Aim of the task:
Display each line of the rows below that contains the string "wall". Case counts.

Records to process:
::::
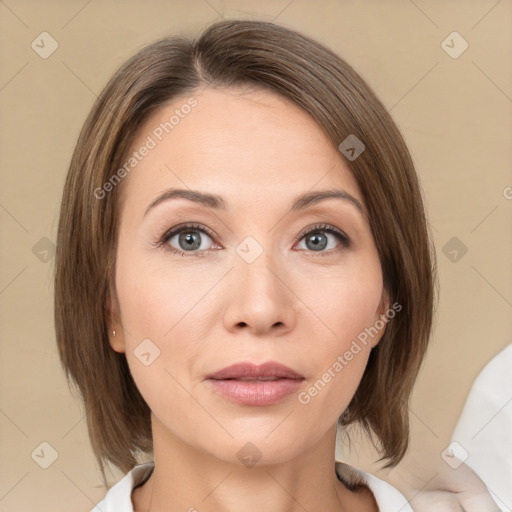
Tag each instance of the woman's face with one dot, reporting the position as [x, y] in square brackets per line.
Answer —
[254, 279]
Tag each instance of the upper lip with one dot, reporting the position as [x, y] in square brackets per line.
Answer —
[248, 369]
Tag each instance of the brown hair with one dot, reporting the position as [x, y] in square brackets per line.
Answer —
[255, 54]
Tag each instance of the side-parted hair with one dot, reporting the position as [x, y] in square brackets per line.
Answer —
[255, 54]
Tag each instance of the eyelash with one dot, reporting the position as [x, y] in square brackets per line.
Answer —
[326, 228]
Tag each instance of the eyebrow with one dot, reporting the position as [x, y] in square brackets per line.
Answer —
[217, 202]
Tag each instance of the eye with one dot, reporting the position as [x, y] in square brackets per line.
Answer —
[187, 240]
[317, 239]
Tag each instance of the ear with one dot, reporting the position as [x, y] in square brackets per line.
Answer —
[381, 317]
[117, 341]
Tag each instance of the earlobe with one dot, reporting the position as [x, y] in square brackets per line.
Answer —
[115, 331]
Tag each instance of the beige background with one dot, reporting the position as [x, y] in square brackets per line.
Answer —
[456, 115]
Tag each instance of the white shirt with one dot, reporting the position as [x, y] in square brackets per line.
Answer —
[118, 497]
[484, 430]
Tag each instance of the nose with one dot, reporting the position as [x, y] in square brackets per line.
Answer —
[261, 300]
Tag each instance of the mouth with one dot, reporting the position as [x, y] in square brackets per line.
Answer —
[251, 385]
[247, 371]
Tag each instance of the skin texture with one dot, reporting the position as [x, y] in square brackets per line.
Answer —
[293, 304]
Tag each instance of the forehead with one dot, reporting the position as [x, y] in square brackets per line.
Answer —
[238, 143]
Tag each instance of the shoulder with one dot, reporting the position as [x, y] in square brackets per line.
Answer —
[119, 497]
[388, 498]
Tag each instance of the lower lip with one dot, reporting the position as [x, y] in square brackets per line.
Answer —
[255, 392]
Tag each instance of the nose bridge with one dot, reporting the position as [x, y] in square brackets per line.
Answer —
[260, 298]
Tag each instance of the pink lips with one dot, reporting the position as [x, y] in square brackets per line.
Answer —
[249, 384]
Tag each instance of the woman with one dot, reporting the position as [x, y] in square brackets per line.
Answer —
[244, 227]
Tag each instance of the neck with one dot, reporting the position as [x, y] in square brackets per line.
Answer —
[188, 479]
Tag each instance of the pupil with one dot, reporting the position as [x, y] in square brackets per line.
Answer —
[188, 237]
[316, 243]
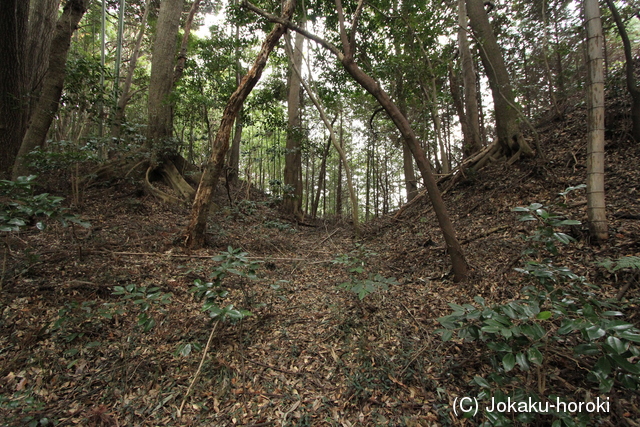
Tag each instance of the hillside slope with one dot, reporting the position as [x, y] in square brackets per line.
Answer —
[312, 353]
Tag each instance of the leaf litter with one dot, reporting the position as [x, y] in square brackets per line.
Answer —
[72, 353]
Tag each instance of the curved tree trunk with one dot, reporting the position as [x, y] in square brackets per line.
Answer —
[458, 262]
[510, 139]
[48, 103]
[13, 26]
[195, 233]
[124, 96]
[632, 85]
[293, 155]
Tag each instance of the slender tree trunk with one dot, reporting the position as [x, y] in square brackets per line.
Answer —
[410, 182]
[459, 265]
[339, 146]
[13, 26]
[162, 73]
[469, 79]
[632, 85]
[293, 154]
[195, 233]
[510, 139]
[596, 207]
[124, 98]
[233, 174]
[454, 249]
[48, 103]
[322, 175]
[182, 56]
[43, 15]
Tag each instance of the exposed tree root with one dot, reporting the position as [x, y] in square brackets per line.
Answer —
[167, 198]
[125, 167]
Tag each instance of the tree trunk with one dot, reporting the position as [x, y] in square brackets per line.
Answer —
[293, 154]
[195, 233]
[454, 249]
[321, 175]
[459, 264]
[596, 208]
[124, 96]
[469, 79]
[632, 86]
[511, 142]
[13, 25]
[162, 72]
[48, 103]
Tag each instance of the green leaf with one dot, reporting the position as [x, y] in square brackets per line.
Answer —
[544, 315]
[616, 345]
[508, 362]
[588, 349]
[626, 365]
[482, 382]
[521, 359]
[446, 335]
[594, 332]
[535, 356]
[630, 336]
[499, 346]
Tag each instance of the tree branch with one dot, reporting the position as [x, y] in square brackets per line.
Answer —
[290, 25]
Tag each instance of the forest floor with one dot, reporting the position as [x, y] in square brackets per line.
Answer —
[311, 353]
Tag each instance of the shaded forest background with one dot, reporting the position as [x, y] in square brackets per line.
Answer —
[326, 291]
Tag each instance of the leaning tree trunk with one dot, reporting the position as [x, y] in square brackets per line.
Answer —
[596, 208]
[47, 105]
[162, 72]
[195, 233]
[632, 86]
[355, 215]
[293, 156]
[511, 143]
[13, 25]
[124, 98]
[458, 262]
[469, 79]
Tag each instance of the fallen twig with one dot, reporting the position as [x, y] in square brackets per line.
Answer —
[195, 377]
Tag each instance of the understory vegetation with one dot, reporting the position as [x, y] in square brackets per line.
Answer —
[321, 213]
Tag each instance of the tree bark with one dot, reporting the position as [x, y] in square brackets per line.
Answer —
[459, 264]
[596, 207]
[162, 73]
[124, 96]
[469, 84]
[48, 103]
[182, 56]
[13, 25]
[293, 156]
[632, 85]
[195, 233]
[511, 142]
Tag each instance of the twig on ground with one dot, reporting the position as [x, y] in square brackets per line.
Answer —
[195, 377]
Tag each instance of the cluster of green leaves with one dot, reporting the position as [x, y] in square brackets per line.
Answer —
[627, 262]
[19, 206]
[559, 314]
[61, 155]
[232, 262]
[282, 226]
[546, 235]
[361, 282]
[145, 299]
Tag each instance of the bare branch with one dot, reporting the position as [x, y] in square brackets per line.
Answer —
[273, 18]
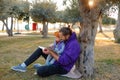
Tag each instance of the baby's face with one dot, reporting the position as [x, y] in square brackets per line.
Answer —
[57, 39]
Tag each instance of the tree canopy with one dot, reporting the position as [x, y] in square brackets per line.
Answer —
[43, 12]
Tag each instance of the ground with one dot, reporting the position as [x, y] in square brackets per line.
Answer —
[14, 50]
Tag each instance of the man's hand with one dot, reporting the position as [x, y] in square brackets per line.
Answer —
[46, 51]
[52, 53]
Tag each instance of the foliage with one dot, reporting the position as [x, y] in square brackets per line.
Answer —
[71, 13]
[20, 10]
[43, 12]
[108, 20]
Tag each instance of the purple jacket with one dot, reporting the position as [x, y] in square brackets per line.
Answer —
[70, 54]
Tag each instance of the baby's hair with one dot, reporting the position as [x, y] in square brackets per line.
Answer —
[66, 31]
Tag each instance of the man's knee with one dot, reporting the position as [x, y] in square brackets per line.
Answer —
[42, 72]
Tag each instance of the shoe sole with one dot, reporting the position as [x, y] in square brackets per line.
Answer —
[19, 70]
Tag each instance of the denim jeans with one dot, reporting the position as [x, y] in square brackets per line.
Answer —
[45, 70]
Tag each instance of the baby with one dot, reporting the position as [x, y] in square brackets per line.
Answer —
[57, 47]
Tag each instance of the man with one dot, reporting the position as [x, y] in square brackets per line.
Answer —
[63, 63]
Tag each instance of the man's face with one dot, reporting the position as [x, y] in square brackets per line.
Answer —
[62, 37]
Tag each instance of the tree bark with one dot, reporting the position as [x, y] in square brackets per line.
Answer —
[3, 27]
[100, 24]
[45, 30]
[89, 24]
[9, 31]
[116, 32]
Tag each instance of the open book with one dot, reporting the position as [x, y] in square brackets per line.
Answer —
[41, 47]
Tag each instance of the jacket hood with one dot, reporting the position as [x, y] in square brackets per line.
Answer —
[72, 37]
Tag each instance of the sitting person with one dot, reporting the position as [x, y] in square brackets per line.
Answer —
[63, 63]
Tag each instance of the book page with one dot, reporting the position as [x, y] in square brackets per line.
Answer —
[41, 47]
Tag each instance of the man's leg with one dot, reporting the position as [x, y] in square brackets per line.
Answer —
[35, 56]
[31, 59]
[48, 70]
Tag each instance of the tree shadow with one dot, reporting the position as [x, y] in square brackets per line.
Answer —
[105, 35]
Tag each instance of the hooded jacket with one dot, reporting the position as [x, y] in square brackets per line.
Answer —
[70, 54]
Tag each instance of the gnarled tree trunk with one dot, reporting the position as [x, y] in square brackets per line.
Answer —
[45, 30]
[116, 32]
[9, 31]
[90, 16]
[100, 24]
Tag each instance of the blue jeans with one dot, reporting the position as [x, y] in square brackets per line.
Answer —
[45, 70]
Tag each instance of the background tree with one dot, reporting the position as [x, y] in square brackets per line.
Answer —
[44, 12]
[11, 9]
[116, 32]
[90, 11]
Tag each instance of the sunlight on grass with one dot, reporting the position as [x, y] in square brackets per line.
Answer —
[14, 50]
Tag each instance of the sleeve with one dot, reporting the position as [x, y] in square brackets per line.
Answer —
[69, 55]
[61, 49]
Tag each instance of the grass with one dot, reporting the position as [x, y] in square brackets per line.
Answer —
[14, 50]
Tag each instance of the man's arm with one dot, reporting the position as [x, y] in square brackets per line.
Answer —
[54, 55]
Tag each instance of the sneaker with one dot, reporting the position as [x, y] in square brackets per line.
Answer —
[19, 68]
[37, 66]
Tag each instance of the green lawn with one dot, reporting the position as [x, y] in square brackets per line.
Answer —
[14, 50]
::::
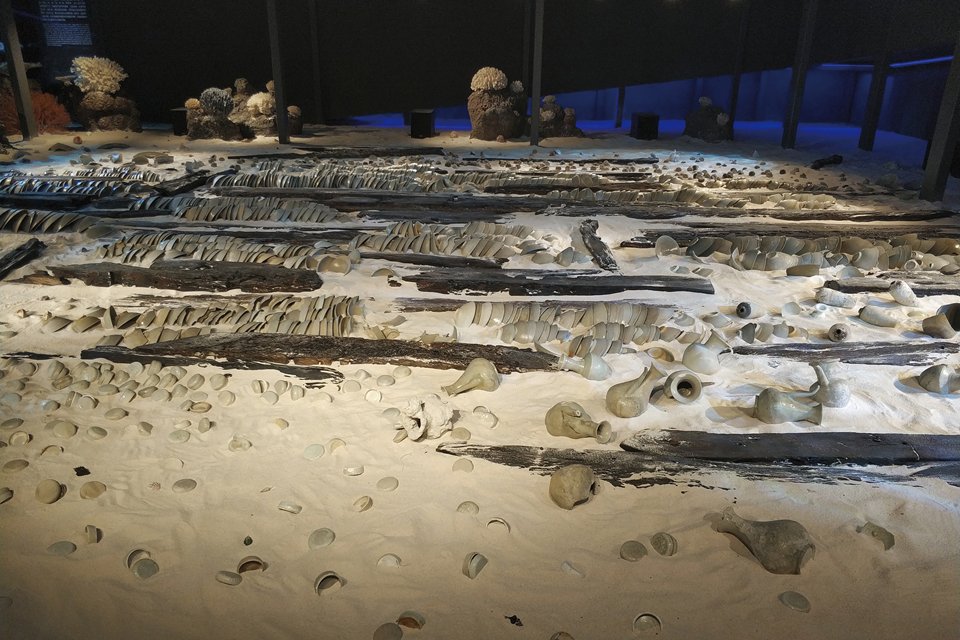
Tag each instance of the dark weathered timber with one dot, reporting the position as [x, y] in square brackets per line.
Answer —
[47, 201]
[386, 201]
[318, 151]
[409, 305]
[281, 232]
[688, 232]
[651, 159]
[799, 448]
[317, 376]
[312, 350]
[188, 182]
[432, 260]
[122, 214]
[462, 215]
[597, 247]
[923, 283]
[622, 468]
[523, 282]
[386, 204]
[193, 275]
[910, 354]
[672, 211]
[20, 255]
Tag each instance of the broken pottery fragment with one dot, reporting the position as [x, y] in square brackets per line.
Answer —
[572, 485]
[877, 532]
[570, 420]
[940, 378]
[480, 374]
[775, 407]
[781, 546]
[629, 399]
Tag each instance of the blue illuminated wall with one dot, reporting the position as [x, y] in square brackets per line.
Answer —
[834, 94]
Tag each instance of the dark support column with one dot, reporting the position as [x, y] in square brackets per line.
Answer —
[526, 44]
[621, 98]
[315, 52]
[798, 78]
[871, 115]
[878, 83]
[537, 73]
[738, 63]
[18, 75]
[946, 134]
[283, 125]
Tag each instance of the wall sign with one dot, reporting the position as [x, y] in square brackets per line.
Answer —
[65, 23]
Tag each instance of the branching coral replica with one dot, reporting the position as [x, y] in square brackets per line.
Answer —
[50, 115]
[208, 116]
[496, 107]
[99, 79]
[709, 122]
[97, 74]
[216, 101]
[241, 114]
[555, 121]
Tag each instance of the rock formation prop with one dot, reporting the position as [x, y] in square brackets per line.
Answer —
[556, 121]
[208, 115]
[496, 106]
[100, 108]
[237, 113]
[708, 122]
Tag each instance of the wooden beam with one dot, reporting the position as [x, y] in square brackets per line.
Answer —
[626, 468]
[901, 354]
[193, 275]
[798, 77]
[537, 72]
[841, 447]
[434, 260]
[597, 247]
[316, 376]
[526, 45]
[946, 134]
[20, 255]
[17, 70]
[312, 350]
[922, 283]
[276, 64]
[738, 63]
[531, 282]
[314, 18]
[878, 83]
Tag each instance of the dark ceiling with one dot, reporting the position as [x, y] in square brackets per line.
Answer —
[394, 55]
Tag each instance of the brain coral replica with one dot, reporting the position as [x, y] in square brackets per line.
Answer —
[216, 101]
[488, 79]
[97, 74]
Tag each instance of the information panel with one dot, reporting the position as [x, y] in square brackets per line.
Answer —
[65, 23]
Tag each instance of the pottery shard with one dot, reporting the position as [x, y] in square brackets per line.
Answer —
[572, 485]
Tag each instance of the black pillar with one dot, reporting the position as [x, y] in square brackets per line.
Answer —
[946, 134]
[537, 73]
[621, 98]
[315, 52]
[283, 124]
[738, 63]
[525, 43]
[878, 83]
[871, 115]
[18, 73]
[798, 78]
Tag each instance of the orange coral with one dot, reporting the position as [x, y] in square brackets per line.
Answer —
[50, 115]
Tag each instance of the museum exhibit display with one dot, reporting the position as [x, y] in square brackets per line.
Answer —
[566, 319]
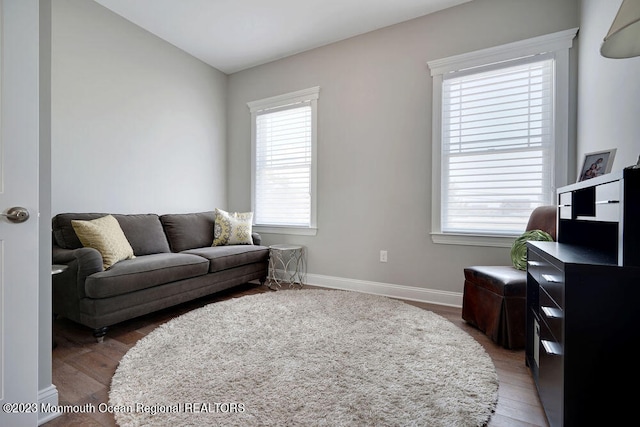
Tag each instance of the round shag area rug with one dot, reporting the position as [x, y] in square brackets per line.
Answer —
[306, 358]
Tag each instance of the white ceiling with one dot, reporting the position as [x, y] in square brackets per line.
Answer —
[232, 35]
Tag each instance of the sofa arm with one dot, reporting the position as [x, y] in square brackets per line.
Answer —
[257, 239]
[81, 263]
::::
Complete answer:
Tag each instance of the blue illuminated wall with one dot, reporting the position as [x, y] in square brackets per line.
Tag each instance of the wall sign with one dot, reporting the position as [x, y] in square brackets per line.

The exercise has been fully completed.